▶ _DATA RECORDS_:
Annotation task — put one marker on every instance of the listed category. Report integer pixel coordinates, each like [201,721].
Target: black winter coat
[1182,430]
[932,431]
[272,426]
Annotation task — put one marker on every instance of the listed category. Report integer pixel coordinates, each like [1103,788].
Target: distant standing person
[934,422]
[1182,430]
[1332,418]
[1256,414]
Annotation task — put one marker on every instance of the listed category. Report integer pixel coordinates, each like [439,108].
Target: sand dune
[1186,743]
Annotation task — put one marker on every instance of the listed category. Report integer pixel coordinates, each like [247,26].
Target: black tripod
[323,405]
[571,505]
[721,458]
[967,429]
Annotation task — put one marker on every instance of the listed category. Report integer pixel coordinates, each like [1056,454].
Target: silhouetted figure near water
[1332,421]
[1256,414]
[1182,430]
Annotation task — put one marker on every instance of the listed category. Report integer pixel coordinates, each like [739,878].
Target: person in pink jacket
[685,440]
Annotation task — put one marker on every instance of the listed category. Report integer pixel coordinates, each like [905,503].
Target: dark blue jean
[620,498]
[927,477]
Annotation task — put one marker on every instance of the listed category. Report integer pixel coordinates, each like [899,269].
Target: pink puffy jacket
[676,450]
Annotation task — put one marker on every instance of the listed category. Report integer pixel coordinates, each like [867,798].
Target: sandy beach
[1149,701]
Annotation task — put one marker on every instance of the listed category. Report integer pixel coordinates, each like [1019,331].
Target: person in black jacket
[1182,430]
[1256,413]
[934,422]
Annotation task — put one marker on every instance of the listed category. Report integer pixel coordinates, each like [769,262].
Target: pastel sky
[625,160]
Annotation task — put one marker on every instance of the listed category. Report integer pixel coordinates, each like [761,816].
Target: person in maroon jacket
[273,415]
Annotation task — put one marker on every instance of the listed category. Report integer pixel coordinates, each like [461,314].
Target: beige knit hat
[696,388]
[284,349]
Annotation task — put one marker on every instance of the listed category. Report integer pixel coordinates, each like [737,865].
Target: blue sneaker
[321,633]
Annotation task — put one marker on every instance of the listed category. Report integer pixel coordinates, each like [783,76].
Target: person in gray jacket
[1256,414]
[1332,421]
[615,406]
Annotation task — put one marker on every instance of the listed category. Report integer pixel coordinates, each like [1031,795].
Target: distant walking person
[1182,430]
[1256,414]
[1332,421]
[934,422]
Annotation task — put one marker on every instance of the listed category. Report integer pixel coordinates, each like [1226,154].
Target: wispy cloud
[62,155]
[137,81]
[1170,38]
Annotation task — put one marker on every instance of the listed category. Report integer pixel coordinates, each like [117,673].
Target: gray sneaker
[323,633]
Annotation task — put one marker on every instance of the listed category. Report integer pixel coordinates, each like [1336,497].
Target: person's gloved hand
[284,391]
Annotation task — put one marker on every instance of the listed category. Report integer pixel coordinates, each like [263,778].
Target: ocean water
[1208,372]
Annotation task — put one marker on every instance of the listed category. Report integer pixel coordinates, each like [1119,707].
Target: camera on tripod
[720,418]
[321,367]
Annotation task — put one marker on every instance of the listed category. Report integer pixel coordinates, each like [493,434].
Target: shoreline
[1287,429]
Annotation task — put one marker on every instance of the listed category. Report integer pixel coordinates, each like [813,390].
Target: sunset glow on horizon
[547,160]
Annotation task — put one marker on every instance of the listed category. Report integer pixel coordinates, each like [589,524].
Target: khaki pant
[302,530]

* * *

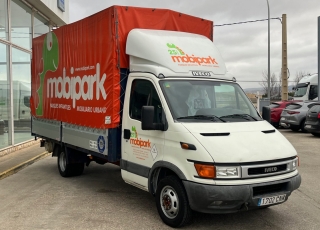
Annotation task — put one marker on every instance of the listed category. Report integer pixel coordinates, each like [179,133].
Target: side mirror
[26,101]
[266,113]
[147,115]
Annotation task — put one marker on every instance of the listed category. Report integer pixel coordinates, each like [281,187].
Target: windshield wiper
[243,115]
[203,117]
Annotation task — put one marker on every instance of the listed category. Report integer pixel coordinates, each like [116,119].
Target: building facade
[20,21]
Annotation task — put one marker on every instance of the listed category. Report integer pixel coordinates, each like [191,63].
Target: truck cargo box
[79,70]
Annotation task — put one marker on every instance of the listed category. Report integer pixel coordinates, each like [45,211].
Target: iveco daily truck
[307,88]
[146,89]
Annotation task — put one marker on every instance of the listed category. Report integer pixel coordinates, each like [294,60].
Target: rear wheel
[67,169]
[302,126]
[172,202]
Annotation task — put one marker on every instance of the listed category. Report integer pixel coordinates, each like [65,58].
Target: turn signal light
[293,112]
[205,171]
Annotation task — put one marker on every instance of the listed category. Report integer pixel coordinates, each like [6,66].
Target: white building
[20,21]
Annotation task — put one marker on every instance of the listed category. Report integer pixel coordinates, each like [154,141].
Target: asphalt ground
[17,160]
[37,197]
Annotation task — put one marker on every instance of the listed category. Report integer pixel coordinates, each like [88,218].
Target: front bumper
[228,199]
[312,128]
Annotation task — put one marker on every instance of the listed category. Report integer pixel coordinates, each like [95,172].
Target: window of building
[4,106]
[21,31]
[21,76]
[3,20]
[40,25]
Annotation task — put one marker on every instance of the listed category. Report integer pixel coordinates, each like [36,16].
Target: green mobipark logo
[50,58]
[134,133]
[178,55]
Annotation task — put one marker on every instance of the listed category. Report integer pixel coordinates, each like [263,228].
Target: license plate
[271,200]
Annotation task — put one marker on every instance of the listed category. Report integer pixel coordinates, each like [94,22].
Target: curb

▶ _TASK GOAL_: Count the lines in the data above that contain the string "sneaker". Reply with the number alone.

▶ _OUTPUT OF THE TASK_: 2